• SHORT EXERCISE 1: Name every JWST band that the PAH excerpt identifies as most affected by PAH emission.
• SHORT EXERCISE 2: Count how many lines of the records contain the string "haze", treating uppercase and lowercase as different, and reply with the number alone.

Finally, we use the extinction values from Table 5 of [37] to compute the loss of flux expected in each filter by the given \(A_V\) value to JWST NIRCam, 2MASS, and Spitzer IRAC filters. This reference does not provide similar conversions for longer wavelength IR bands, thus requiring us to take a different approach. For JWST MIRI and Spitzer MIPS filters, we use the OH5 model from [38] to approximate the extinction, interpolating to account for gaps in the table. We use the standard assumption that \(R_V = 3.1\) and hence \(A_V/A_K = 8.8\) [39] to convert from absorption coefficients to the appropriate extinction in each filter.

2.6.2 PAH models↩︎

Polycyclic Aromatic Hydrocarbon (PAH) emission is ubiquitous throughout the universe and particularly in molecular clouds where it is associated strongly with massive YSOs that illuminate the surrounding gas. For our purposes, we are most concerned with the ways in which PAH signatures can contaminate other sources to provide excess emission. Indeed, aperture contamination by PAHs is a well-known phenomenon, and is taken into account in traditional methods of color cut separation [4].

Regardless of the many unknowns associated with PAH emission, the progenitors of this emission have been broken down into four main species: PAH\(^+\)s (cationic PAHs), PAH\(^0\)s (neutral PAHs), PAH\(^x\)s (large – \(\sim 100\) C atoms – ionized PAHs), and eVSGs (evaporating very small grains). Observed PAH emission is further categorized by different “classes,” with each class having different levels of contribution from the four basic species. Class A and B are the most common, with Class A emission indicative of interstellar material illuminated by a star, be these HII regions, reflection nebulae, or the general ISM, while Class B is indicative of circumstellar material around Herbig Ae and Be stars, post-AGB stars, and planetary nebulae [40]. A third class, Class C, is much rarer and has been detected only in association with a few extreme post-AGB stars [40], [41].

PAH emission is most clearly measured around the wavelengths of 3.30, 6.20, 7.70, 8.60, 11.30, and 12.70 \(\mu m\) [41]. The JWST bands thus most affected by PAH emission are: F335M, F770W, F1130W and F1280W. To account for this emission, we utilize the template models from [42], along with the associated 3.3 \(\mu m\) emission inferred from [43]. These models include the four different species of PAHs, from which we compose Class A PAH emission spectra, since this class is the most spatially wide-spread within star forming regions, and thus is most likely to occur between a background source and the viewer. Class A PAH emission is composed primarily of the PAH\(^0\) and PAH\(^+\) species [40], with minor contributions from the PAH\(^x\) and eVSG species. As a basis for the relative flux contributions of each species, we refer to the distributions seen across real objects, as measured in Table 6 of [43]. Similarly, to determine what an appropriate level of flux would be for a given source’s SED, we use the ratios in Table 6 of [43] as a guide.

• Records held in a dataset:
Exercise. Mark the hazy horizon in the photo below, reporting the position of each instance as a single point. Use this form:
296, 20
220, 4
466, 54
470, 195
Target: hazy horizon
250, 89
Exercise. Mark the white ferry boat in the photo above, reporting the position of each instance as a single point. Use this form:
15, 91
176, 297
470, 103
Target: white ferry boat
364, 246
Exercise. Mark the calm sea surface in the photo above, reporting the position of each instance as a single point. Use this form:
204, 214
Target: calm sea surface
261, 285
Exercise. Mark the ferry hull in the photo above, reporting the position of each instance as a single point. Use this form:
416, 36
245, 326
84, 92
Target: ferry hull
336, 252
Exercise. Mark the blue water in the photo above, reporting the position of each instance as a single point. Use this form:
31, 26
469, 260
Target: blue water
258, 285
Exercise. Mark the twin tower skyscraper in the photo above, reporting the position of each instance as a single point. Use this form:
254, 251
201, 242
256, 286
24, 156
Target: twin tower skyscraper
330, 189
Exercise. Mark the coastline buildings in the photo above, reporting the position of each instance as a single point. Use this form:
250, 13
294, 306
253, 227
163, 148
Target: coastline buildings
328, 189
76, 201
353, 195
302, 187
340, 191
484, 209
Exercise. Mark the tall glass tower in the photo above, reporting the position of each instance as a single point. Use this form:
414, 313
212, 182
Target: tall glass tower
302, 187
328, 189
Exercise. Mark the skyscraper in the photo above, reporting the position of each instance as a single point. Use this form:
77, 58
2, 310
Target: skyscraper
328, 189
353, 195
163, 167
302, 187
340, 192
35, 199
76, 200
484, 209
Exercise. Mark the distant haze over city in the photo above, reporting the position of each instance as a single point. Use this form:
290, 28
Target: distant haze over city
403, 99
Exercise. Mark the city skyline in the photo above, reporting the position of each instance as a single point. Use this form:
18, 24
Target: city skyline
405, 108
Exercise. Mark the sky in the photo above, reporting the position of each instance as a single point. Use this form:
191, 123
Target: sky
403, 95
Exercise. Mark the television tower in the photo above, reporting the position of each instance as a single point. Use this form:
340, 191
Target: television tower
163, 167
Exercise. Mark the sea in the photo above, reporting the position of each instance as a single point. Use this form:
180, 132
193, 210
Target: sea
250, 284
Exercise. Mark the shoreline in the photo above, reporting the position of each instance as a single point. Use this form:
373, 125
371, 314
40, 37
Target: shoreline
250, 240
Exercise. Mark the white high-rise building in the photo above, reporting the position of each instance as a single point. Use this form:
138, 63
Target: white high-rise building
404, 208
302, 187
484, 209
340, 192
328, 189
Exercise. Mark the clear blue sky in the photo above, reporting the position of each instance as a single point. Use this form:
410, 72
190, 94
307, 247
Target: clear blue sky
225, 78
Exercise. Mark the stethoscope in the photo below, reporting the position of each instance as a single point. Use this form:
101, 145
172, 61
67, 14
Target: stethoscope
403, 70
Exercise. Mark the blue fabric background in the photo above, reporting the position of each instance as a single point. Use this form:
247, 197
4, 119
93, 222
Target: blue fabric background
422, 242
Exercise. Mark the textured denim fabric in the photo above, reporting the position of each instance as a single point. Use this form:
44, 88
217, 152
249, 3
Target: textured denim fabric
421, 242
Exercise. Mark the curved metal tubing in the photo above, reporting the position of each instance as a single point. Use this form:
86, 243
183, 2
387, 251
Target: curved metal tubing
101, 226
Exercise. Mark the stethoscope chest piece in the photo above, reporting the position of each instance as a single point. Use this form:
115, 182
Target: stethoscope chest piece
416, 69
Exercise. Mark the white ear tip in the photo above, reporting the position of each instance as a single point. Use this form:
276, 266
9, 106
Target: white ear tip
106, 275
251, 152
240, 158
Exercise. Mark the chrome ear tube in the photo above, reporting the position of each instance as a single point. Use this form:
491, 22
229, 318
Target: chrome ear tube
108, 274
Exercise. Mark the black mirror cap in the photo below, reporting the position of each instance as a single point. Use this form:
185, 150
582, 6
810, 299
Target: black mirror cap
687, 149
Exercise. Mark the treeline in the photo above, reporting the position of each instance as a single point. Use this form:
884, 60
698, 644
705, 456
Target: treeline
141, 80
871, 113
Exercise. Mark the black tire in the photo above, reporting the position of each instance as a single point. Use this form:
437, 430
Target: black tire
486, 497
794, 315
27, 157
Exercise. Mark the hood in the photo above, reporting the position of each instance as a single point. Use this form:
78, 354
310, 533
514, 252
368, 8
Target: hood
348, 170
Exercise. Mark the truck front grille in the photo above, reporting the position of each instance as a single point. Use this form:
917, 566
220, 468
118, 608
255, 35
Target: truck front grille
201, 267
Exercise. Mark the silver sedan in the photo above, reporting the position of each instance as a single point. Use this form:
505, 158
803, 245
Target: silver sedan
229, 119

• RIGHT ANSWER 1: F335M, F770W, F1130W, F1280W

• RIGHT ANSWER 2: 2